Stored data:
# # # #

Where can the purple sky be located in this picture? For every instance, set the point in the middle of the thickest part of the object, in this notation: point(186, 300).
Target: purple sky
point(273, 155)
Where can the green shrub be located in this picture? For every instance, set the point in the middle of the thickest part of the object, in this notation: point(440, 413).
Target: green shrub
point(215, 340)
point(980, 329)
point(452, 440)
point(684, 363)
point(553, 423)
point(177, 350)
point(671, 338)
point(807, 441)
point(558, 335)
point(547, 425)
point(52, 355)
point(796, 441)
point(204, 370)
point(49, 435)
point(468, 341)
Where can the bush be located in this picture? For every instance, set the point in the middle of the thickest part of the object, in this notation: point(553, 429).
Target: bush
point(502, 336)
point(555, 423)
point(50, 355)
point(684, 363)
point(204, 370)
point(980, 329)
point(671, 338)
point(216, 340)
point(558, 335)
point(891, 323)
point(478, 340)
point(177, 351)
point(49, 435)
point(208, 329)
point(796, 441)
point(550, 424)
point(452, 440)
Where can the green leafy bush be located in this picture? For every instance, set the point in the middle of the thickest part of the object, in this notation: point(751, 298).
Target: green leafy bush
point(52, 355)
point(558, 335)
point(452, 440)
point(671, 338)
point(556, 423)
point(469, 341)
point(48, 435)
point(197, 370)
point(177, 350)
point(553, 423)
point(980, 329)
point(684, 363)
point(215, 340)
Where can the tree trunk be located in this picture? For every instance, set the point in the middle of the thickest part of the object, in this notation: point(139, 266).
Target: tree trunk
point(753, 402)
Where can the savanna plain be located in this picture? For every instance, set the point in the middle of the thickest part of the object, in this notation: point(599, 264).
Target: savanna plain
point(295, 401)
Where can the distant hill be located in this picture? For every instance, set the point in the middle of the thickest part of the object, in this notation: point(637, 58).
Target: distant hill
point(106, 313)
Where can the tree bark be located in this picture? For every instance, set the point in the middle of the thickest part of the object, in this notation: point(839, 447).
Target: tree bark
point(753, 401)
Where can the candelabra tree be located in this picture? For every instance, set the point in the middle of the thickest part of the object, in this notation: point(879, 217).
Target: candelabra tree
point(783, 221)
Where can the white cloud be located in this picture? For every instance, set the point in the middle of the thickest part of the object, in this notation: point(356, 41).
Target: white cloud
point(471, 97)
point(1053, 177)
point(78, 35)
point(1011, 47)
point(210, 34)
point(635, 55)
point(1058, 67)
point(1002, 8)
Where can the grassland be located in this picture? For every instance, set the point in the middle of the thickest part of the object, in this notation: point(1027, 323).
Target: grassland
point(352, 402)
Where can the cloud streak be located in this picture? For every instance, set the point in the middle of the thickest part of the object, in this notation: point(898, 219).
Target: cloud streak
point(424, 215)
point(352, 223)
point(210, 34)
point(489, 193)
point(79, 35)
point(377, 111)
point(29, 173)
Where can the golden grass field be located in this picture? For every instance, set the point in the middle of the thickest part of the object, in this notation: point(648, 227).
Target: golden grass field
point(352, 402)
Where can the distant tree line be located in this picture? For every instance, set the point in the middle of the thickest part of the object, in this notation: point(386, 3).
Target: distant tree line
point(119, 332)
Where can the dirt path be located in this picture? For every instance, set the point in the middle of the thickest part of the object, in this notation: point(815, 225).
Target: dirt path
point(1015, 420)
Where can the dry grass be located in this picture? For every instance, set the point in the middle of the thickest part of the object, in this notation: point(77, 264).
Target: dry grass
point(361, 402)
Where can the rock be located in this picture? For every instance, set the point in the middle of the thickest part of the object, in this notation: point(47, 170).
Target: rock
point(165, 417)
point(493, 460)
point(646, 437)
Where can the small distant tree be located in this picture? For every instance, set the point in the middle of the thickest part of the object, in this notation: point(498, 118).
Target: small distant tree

# # # #

#### [Assignment]
Reproduce all the records, exactly and in full.

#### [Response to this exercise]
Where can the purple sky be located in this picture? For every instance, set the point in the middle of the thickest part of the object, in this notation: point(186, 300).
Target: purple sky
point(273, 155)
Where can the green shrub be located in this picture? For every instance, set the point in the middle of the thickest part of the object, in this notation: point(440, 413).
Target: green shrub
point(215, 340)
point(980, 329)
point(452, 440)
point(684, 363)
point(553, 423)
point(177, 350)
point(671, 338)
point(807, 441)
point(558, 335)
point(547, 425)
point(52, 355)
point(796, 441)
point(204, 370)
point(49, 435)
point(468, 341)
Where can the bush be located in this picture? For every instance, set the point in the middle of the thickest part of the object, in this notation: point(553, 429).
Target: bush
point(502, 336)
point(555, 423)
point(50, 355)
point(684, 363)
point(204, 370)
point(980, 329)
point(671, 338)
point(216, 340)
point(558, 335)
point(891, 323)
point(478, 340)
point(177, 351)
point(49, 435)
point(208, 329)
point(796, 441)
point(550, 424)
point(452, 440)
Where can the green leafy bush be located in this picture? For every instance, set the point in the middle of the thickest part of the object, in this notation: point(751, 298).
Target: green leafy bush
point(52, 355)
point(558, 335)
point(452, 440)
point(671, 338)
point(556, 423)
point(469, 341)
point(48, 435)
point(197, 370)
point(177, 350)
point(553, 423)
point(980, 329)
point(684, 363)
point(215, 340)
Where can the tree trunk be located in this picture? For every instance, set the point in the middle of the thickest part of the object, in this notation: point(139, 266).
Target: tree trunk
point(753, 402)
Where can the savanna plain be located in this picture? For every instance, set the point in the middle of the thickest part of the object, in this notation: point(599, 264).
Target: savanna plain
point(295, 401)
Where can the distant hill be located in this picture? For every instance, set the point in the middle of the thickest part of the object, in this notation: point(637, 58).
Target: distant hill
point(106, 313)
Where can the tree bark be located in this picture? For every instance, set the point in the middle of the thickest part of the object, in this notation: point(839, 447).
Target: tree bark
point(753, 401)
Where can the candelabra tree be located in this picture? For every instance, set the point in the middle of the thickest part of the object, in this notation: point(879, 217).
Target: candelabra tree
point(783, 221)
Where can the white cloud be located in this picture? For every instance, set the point in the middle of the thickest part of the object, in this notation: point(356, 41).
Target: white cloud
point(471, 97)
point(1053, 177)
point(78, 35)
point(1011, 47)
point(210, 34)
point(635, 55)
point(1058, 67)
point(1002, 8)
Where can the grassland be located in this picture? For every instance, set the point in the middle of the thickest part of the object, in this notation: point(1027, 323).
Target: grassland
point(352, 402)
Where can the cloud streak be located in this picture? For every instance, set the point in the middle of the thickest part of the object, in this notation: point(898, 219).
Target: cloud streak
point(424, 215)
point(352, 223)
point(210, 34)
point(489, 193)
point(79, 35)
point(377, 111)
point(29, 173)
Where can the golden grass field be located in this picture? For every instance, set the point in the middle of the thickest part of the object, in this notation: point(648, 227).
Target: golden grass field
point(352, 402)
Where can the distant tree line be located in this picture? For every instance, set the point in the middle of the thickest part of the object, in this notation: point(386, 3).
Target: distant tree line
point(119, 332)
Where can the dirt path be located in this picture? For every instance, set the point in the middle of the thickest part of the object, in this notation: point(815, 225).
Target: dirt path
point(1015, 420)
Where can the dry grass be located in this picture? For every instance, set the point in the middle of the thickest part of the object, in this notation: point(77, 264).
Target: dry grass
point(361, 402)
Where can the rock be located in this picture? For every instance, set the point in the middle of the thickest part of the object, in this notation: point(47, 170).
Target: rock
point(165, 417)
point(493, 460)
point(646, 437)
Where can the small distant tree be located in this picture? For every instance, set the point in the middle of the thickest part of the object, in this notation: point(498, 118).
Target: small distant tree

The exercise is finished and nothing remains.